**Stated exercise A**
In the external memory systems lesson, what does persistence allow?

**Document section**
External Memory Systems

When chains need more context than fits in a single prompt, external memory systems provide a solution. This lesson covers patterns for using external storage to extend chain capabilities.

Why External Memory?

Internal context (the prompt) has hard limits. External memory enables:

Unlimited history: Store all previous interactions
Shared state: Multiple chains access the same data
Persistence: State survives beyond a single session
Selective retrieval: Load only relevant context

External Memory Architecture

┌─────────────────────────────────────────────────────────────┐
│                       CHAIN STEP                            │
├─────────────────────────────────────────────────────────────┤
│  ┌──────────────┐    ┌──────────────┐    ┌──────────────┐  │
│  │   Current    │    │   Retrieved  │    │    Model     │  │
│  │   Input      │ +  │   Context    │ →  │   Prompt     │  │
│  └──────────────┘    └──────────────┘    └──────────────┘  │
│                             ▲                               │
│                             │ Retrieve                      │
│                      ┌──────┴──────┐                       │
│                      │  External   │                       │
│                      │  Memory     │                       │
│                      └─────────────┘                       │
│                             ▲                               │
│                             │ Store                        │
│                      Previous Step                         │
│                      Outputs                               │
└─────────────────────────────────────────────────────────────┘

Memory Store Types

Key-Value Store

Simple storage by unique keys:

class KeyValueMemory {
  constructor() {
    this.store = new Map();
  }

  async save(key, value) {
    this.store.set(key, {
      value,
      timestamp: Date.now()

**Records provided**
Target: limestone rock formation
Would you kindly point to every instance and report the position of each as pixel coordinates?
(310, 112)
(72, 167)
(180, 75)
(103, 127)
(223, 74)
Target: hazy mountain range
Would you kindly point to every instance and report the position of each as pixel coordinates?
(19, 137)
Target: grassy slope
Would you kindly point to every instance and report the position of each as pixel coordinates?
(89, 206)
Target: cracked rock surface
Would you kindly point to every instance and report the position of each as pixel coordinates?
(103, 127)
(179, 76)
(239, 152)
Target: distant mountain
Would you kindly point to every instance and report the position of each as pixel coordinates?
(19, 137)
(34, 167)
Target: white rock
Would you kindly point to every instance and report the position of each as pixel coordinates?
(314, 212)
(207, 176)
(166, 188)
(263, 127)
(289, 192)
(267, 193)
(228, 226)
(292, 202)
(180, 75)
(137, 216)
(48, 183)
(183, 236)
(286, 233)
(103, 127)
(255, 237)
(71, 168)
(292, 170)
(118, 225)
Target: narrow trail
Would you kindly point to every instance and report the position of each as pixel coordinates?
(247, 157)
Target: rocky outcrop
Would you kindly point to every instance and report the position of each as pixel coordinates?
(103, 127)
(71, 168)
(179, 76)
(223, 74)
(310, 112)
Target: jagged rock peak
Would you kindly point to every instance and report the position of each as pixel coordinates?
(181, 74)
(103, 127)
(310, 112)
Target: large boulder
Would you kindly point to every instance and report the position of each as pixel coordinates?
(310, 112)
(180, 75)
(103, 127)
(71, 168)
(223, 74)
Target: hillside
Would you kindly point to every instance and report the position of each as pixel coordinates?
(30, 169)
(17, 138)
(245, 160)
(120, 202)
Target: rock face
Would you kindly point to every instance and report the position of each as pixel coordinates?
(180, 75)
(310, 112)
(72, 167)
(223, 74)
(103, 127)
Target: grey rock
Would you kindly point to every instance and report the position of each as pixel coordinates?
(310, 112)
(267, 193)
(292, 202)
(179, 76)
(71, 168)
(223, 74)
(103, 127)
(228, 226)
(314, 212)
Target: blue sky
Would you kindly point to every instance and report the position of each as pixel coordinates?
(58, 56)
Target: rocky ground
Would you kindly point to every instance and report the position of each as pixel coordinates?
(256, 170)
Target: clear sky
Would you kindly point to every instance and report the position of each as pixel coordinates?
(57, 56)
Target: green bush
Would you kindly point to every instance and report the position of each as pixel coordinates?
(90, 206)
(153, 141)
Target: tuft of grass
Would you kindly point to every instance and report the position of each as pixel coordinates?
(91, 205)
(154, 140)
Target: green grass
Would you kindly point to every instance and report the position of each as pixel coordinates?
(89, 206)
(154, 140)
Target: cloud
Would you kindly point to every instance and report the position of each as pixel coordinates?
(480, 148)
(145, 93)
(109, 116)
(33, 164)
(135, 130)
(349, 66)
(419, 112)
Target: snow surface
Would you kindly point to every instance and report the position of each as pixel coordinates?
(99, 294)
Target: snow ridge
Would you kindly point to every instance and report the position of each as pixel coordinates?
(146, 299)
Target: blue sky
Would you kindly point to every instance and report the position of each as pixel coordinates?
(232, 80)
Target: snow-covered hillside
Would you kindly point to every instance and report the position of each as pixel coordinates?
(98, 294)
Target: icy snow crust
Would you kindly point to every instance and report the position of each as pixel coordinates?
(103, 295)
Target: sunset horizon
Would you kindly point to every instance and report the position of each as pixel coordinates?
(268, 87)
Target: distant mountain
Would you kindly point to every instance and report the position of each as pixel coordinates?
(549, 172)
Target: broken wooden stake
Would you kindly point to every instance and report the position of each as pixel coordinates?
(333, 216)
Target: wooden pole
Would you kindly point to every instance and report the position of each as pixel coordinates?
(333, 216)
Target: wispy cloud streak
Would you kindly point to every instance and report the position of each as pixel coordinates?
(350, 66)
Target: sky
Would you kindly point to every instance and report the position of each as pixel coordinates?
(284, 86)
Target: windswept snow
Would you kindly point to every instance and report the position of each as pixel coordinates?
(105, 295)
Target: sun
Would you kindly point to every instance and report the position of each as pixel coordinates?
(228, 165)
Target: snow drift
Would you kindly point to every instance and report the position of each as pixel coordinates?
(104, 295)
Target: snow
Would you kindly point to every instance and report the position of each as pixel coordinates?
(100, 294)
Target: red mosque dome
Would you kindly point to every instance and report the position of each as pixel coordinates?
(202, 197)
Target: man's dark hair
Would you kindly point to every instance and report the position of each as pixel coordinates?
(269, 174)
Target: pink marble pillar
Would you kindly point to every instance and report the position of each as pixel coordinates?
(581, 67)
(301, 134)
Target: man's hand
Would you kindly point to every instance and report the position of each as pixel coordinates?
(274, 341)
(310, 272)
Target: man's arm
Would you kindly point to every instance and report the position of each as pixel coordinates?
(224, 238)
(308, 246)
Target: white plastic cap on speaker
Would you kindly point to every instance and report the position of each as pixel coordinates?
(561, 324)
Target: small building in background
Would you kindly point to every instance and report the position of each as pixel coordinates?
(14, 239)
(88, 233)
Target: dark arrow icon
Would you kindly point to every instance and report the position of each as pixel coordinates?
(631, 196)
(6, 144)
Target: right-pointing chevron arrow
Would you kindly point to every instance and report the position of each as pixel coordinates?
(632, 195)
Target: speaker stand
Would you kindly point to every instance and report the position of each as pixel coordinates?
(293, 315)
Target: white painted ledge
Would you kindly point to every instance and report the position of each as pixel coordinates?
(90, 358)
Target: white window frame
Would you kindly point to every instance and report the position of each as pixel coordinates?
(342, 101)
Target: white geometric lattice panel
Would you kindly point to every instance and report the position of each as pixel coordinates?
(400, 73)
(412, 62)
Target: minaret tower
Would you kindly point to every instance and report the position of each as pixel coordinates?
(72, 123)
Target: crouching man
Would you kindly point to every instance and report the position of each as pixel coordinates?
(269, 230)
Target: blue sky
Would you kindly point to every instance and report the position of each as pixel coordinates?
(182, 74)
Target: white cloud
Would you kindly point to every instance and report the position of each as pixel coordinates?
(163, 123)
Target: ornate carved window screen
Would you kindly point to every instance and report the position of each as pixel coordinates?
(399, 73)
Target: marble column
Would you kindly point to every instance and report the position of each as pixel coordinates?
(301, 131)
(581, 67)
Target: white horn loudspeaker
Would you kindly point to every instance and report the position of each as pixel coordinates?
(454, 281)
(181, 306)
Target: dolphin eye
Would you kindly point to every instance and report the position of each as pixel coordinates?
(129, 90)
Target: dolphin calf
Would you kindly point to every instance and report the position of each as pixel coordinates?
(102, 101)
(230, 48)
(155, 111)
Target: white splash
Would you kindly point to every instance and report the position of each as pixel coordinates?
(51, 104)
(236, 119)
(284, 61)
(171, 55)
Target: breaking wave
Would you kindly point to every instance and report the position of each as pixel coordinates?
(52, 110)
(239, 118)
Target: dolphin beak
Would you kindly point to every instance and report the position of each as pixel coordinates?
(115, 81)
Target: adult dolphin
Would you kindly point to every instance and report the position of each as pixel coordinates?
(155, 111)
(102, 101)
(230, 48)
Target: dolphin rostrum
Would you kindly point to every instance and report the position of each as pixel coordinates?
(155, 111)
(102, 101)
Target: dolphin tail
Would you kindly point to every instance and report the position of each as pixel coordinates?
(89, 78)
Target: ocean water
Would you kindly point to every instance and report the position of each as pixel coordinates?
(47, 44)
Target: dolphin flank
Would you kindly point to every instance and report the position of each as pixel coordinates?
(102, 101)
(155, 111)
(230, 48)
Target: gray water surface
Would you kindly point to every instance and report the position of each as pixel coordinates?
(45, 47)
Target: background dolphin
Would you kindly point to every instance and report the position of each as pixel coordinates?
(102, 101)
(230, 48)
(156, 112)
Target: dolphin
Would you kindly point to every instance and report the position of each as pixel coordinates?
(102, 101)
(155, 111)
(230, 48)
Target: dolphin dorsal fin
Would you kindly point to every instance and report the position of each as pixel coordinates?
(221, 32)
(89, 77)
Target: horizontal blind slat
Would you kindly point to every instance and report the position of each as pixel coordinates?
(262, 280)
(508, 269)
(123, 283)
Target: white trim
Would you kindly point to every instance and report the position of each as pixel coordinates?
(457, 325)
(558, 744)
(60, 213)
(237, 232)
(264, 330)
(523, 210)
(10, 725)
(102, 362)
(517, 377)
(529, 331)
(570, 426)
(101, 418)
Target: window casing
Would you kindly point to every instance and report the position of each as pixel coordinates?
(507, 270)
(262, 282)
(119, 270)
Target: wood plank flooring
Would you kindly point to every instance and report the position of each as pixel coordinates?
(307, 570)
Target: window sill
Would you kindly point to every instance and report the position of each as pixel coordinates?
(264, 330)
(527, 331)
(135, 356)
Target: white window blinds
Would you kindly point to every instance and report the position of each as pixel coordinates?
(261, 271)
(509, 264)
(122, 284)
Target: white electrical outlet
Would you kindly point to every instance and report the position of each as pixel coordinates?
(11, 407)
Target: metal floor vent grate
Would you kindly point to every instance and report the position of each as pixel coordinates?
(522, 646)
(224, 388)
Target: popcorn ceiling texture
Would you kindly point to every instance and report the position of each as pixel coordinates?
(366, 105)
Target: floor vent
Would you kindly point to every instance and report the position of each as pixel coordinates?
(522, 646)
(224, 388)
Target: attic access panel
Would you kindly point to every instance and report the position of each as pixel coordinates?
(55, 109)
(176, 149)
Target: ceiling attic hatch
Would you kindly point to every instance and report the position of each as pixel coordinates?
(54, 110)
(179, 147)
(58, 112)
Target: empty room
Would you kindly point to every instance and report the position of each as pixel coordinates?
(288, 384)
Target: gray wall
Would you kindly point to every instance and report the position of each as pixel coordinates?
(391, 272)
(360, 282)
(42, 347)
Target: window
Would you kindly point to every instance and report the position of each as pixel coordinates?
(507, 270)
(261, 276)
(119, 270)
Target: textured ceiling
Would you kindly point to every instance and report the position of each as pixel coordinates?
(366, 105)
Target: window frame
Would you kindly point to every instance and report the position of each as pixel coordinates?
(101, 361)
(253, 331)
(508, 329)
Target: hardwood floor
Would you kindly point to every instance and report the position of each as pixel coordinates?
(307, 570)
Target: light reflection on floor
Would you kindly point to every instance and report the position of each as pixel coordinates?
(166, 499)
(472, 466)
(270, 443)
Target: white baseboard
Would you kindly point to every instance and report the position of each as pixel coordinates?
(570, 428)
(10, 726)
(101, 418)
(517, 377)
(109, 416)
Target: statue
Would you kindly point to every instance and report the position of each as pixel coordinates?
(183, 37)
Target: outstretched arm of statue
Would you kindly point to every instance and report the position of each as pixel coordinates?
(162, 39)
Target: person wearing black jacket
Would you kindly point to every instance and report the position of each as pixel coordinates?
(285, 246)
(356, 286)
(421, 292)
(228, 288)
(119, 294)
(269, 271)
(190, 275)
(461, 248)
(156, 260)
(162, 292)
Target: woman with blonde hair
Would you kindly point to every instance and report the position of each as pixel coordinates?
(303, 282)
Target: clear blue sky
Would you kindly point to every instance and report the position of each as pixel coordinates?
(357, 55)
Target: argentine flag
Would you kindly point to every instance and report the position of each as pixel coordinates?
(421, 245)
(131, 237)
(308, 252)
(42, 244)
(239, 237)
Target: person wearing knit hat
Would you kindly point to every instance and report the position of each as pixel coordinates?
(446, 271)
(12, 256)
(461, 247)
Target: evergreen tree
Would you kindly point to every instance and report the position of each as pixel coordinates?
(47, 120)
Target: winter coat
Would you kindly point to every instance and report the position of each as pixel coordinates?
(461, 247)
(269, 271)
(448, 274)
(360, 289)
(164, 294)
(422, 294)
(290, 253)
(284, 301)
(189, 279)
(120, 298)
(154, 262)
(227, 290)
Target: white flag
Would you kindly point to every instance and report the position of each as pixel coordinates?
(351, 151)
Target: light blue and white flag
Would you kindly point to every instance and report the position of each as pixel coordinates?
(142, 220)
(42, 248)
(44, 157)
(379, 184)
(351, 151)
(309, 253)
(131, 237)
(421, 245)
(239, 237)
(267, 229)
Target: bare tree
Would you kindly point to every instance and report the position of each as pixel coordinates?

**Stated exercise B**
Rewrite the records from the line with "Target: light blue and white flag" up to and including the last line of the records, swapping "Would you kindly" for "Please" and leaving everything else unchanged.

**Exercise solution A**
It lets state survive beyond a single session.

**Exercise solution B**
Target: light blue and white flag
Please point to every instance and report the position of each as pixel coordinates?
(142, 220)
(42, 248)
(44, 157)
(379, 184)
(351, 151)
(309, 253)
(131, 237)
(421, 245)
(239, 237)
(267, 229)
Target: bare tree
Please point to every instance and report the position of each as pixel coordinates?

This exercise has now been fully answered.